* What the task requires: Turn every line of the listing below into a numbered list, skipping any blank lines.

* Task input:
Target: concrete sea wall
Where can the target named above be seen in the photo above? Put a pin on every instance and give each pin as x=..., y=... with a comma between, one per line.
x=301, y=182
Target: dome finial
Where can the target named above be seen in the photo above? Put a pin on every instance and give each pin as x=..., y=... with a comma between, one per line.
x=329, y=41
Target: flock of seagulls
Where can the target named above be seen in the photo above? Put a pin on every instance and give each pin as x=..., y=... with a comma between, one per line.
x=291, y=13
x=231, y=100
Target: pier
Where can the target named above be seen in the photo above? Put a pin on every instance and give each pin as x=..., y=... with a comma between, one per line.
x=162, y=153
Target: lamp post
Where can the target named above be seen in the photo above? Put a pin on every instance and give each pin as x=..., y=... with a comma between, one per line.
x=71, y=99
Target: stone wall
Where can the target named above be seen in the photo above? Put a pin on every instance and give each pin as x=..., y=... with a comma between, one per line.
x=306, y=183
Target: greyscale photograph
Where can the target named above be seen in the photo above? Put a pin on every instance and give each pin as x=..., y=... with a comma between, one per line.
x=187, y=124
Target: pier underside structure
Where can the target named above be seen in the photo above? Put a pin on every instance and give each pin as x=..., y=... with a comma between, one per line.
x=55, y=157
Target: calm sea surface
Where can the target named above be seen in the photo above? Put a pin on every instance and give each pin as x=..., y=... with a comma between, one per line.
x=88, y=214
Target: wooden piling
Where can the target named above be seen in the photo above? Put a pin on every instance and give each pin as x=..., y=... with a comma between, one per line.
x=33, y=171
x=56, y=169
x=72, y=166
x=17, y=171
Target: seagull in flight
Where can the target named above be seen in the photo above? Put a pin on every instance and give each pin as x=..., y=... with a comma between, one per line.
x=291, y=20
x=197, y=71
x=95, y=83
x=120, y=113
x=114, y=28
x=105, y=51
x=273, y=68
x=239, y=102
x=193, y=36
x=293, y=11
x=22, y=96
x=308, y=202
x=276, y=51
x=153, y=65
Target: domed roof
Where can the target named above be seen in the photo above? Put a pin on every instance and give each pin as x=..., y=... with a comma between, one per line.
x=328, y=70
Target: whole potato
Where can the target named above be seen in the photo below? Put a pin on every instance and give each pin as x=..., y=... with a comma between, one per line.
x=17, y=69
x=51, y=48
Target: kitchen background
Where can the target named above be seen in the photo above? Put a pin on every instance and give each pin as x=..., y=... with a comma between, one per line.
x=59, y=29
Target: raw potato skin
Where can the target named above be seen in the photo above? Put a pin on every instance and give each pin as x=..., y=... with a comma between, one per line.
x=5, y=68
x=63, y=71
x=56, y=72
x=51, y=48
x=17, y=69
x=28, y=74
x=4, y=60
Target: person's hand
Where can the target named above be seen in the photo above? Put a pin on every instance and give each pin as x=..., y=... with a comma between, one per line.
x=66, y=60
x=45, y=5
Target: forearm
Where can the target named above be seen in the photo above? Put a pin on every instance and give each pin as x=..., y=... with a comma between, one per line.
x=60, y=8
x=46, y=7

* Output of the task:
1. Target: concrete sea wall
2. Where can the target named above be seen in the photo above? Put a pin on every instance and give each pin as x=..., y=... with a comma between, one per line.
3. x=301, y=182
4. Target: dome finial
5. Where can the target named above be seen in the photo above? Put a pin on every instance and give each pin as x=..., y=... with a comma between, one per line.
6. x=329, y=41
7. Target: flock of seagulls
8. Where can the target named above be seen in the photo above? Put a pin on every instance and give each pin as x=..., y=... with a comma between, one per line.
9. x=291, y=13
10. x=231, y=100
11. Target: pier
12. Where can the target named above be seen in the photo above? Put a pin on every instance and give each pin as x=..., y=... with a comma between, one per line.
13. x=162, y=153
14. Target: lamp post
15. Where can the target named above be seen in the photo above? Put a pin on every instance and give each pin as x=..., y=... with a comma between, one per line.
16. x=71, y=99
17. Target: stone wall
18. Where can the target named above be seen in the photo above? Put a pin on every instance and give each pin as x=..., y=... with a comma between, one per line.
19. x=306, y=183
20. Target: greyscale photograph
21. Where can the target named above be seen in the photo above? Put a pin on every instance and give each pin as x=..., y=... with a comma between, one per line.
22. x=187, y=124
23. Target: pier underside structure
24. Where can the target named above be seen in the photo above? Put a pin on every instance and give each pin as x=..., y=... with a comma between, one per line.
25. x=55, y=157
26. Target: calm sea surface
27. Where can the target named above be seen in the photo above? Put a pin on every instance and give each pin as x=..., y=... with a comma between, one per line.
28. x=88, y=214
29. Target: wooden piling
30. Where can the target named above be seen in the photo above? Put a pin on every instance and give each pin as x=..., y=... with a comma between, one per line.
31. x=33, y=171
32. x=56, y=169
33. x=72, y=166
34. x=17, y=171
35. Target: seagull in flight
36. Where can the target named above be seen in the photo above? Put a pin on every instance and give each pin as x=..., y=... with a comma between, one per line.
37. x=291, y=20
38. x=197, y=71
39. x=95, y=83
40. x=120, y=113
41. x=114, y=28
42. x=105, y=51
43. x=273, y=68
44. x=239, y=102
45. x=193, y=36
46. x=293, y=11
47. x=22, y=96
48. x=308, y=202
49. x=276, y=51
50. x=153, y=65
51. Target: domed roof
52. Where can the target named above be seen in the photo above? Put a pin on every instance and give each pin as x=..., y=... with a comma between, one per line.
53. x=328, y=70
54. Target: whole potato
55. Where can the target named above be seen in the photo below? Put a pin on every instance and give each pin as x=..., y=... with a comma between, one per line.
56. x=17, y=69
57. x=51, y=48
58. Target: kitchen background
59. Where can the target named above be seen in the photo above? Put a pin on every instance and give each pin as x=..., y=... with a comma between, one per line.
60. x=59, y=29
61. Target: raw potato skin
62. Where can the target named above be seen in the photo above? Put a pin on every instance and give each pin as x=..., y=... with a comma between, one per line.
63. x=5, y=68
64. x=63, y=71
65. x=56, y=72
66. x=51, y=48
67. x=17, y=69
68. x=28, y=74
69. x=4, y=60
70. Target: person's hand
71. Where can the target named above be seen in the photo above? Put a pin on every instance and give each pin as x=..., y=... with a comma between, one per line.
72. x=66, y=60
73. x=45, y=5
74. Target: forearm
75. Where can the target named above be seen in the photo above? Put a pin on every instance and give each pin as x=..., y=... with a comma between, one per line.
76. x=60, y=8
77. x=46, y=7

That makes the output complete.